## Requirement
Could you print every entry below exactly as given?

## Data provided
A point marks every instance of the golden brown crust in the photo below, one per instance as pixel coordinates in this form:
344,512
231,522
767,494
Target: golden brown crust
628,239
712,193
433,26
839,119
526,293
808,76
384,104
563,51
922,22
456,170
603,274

## Answer area
A point marks every instance of the golden brown crust in the photo below, one per instance as pixel coordinates in this form:
344,512
231,522
767,494
Target: golden brown crust
628,239
712,193
433,26
839,119
526,293
808,76
384,104
563,51
922,22
456,170
603,274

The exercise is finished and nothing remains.